__MATERIAL SHOWN__:
┏━━

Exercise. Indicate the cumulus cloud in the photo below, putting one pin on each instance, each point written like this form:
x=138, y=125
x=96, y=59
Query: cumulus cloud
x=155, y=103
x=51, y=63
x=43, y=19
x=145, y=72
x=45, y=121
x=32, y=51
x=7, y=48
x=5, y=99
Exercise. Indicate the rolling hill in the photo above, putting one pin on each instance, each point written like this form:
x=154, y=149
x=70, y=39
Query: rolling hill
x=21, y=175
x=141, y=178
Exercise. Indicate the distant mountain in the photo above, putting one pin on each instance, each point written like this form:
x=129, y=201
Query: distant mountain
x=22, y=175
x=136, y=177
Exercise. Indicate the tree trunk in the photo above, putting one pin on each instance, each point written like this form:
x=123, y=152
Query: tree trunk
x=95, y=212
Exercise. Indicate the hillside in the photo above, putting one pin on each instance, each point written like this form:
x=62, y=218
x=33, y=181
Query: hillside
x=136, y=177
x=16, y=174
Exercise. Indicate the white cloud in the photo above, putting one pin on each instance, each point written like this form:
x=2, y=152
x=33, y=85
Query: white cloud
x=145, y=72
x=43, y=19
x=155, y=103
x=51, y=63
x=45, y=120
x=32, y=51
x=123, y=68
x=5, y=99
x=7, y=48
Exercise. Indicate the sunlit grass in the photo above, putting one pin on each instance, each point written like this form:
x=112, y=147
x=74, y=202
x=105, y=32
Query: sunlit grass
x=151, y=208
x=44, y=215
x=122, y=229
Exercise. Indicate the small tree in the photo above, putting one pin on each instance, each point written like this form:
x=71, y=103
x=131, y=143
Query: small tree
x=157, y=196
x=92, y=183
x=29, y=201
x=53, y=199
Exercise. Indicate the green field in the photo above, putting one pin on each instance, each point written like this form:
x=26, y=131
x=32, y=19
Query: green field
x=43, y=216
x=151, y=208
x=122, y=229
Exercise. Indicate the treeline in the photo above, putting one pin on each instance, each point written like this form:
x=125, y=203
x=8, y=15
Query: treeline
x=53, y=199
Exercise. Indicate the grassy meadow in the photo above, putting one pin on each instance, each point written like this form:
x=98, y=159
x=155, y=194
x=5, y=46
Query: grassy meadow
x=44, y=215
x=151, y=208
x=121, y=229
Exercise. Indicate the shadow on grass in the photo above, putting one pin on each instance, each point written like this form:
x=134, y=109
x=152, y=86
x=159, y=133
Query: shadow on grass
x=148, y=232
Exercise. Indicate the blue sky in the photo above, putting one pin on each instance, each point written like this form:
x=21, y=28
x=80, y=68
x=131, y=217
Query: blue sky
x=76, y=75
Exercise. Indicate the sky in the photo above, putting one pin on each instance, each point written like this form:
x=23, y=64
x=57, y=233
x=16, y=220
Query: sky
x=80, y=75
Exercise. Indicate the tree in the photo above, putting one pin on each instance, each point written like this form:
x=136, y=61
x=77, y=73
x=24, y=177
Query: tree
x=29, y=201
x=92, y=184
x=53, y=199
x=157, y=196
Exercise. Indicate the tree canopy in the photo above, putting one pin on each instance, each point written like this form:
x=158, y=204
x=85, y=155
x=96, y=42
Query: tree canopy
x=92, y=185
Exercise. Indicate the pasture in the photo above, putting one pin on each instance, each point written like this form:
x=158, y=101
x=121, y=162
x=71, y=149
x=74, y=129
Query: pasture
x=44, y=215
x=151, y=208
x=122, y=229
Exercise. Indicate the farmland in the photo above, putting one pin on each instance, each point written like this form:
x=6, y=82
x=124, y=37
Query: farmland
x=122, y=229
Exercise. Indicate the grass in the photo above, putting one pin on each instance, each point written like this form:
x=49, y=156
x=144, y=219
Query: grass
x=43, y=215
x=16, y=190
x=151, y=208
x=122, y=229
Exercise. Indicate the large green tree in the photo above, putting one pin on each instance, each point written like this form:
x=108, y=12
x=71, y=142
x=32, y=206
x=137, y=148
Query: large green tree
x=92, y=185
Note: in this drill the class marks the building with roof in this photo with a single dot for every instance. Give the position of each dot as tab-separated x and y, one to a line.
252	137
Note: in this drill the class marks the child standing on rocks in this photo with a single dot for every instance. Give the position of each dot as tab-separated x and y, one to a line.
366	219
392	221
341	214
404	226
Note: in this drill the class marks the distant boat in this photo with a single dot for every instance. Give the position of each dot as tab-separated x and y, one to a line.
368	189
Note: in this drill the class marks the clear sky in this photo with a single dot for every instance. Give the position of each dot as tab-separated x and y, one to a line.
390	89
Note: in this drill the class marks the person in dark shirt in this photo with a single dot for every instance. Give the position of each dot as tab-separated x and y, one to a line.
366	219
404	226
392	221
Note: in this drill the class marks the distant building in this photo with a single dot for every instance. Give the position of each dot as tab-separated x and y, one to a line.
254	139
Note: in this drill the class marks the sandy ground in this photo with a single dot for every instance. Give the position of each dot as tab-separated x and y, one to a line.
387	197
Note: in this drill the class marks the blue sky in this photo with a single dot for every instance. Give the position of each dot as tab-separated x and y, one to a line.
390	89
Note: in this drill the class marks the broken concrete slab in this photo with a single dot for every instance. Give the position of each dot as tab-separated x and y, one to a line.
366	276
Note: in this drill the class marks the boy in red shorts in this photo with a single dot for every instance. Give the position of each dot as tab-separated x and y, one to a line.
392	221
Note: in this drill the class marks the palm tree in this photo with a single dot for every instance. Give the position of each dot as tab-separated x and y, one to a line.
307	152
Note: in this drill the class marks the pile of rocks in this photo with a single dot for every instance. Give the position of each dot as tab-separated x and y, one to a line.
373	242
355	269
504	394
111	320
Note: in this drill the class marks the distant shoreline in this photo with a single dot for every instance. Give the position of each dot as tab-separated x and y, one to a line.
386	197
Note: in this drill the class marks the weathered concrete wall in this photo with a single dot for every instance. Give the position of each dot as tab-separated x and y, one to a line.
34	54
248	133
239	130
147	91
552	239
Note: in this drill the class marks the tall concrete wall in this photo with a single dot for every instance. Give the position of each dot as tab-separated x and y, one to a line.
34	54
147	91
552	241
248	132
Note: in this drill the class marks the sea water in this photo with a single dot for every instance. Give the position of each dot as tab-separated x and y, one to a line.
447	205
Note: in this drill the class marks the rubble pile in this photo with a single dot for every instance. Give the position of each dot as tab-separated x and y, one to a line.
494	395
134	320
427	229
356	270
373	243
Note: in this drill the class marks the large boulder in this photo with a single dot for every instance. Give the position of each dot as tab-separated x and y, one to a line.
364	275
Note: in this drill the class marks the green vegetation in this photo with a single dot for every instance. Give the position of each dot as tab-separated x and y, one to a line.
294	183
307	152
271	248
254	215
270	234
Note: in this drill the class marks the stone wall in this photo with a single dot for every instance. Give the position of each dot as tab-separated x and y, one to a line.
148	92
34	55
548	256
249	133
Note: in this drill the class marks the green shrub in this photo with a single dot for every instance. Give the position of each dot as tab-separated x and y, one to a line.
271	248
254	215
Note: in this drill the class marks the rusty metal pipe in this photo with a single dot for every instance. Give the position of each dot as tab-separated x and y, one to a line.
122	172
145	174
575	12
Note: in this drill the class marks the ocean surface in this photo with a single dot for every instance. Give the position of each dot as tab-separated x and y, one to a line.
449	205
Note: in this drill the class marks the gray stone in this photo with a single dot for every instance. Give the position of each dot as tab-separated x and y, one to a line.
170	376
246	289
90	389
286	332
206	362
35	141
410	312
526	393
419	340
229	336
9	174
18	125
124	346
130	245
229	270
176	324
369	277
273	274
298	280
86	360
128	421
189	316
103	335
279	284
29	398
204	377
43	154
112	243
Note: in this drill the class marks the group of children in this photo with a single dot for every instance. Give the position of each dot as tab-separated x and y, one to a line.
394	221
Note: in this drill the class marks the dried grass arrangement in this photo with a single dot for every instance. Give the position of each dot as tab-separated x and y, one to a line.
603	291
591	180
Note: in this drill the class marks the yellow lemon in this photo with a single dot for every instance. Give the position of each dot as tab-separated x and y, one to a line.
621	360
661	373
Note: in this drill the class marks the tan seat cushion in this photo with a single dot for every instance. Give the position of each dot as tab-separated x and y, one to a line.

┗━━

__GIVEN EXERCISE__: Put the lines starting with the line that contains "Exercise. Indicate the hillside" and going on through the line that contains "x=121, y=229" into a Markdown table with two columns, Row and Line, giving each line its row number and leaving out blank lines.

__RESPONSE TO THE TASK__:
| Row | Line |
|---|---|
| 1 | Exercise. Indicate the hillside in the photo above, putting one pin on each instance, each point written like this form: |
| 2 | x=62, y=218 |
| 3 | x=33, y=181 |
| 4 | Query: hillside |
| 5 | x=136, y=177 |
| 6 | x=16, y=174 |
| 7 | Exercise. Indicate the white cloud in the photo above, putting one pin on each instance, each point written like this form: |
| 8 | x=2, y=152 |
| 9 | x=33, y=85 |
| 10 | Query: white cloud |
| 11 | x=145, y=72 |
| 12 | x=43, y=19 |
| 13 | x=155, y=103 |
| 14 | x=51, y=63 |
| 15 | x=45, y=120 |
| 16 | x=32, y=51 |
| 17 | x=123, y=68 |
| 18 | x=5, y=99 |
| 19 | x=7, y=48 |
| 20 | Exercise. Indicate the sunlit grass in the photo above, putting one pin on each instance, each point written like this form: |
| 21 | x=112, y=147 |
| 22 | x=74, y=202 |
| 23 | x=105, y=32 |
| 24 | Query: sunlit grass |
| 25 | x=151, y=208 |
| 26 | x=44, y=215 |
| 27 | x=122, y=229 |
| 28 | Exercise. Indicate the small tree in the photo above, putting one pin on each instance, each point written like this form: |
| 29 | x=71, y=103 |
| 30 | x=131, y=143 |
| 31 | Query: small tree |
| 32 | x=157, y=196 |
| 33 | x=92, y=183 |
| 34 | x=29, y=201 |
| 35 | x=53, y=199 |
| 36 | Exercise. Indicate the green field in the photo above, putting one pin on each instance, each point written like this form: |
| 37 | x=26, y=131 |
| 38 | x=32, y=19 |
| 39 | Query: green field |
| 40 | x=43, y=216 |
| 41 | x=151, y=208 |
| 42 | x=122, y=229 |
| 43 | Exercise. Indicate the treeline in the photo above, putting one pin on each instance, each point written like this form: |
| 44 | x=125, y=203 |
| 45 | x=8, y=15 |
| 46 | Query: treeline |
| 47 | x=53, y=199 |
| 48 | Exercise. Indicate the grassy meadow in the photo above, putting one pin on each instance, each point written like this form: |
| 49 | x=98, y=159 |
| 50 | x=155, y=194 |
| 51 | x=5, y=46 |
| 52 | Query: grassy meadow |
| 53 | x=44, y=215 |
| 54 | x=151, y=208 |
| 55 | x=121, y=229 |